* _Written task_
Lay out everything from the item containing "Pick out one point on every instance of the shadow" down to the last item, inclusive, as a two-column CSV headed instruction and response, with one row per item. Put each item's text and its answer in a single quoted field apiece, replacing line breaks with spaces.

* _Material provided_

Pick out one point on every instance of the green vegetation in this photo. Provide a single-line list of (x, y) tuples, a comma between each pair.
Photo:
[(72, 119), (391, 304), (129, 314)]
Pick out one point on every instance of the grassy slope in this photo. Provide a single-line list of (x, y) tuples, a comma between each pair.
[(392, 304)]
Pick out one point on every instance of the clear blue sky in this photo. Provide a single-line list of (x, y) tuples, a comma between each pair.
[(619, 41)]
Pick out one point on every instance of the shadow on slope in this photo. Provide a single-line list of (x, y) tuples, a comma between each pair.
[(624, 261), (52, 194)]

* _Full output_
instruction,response
"Pick out one point on every instance of the shadow on slope in this photo. Provide a single-line list of (x, y) tuples, a comma between each pair.","[(624, 261), (52, 194)]"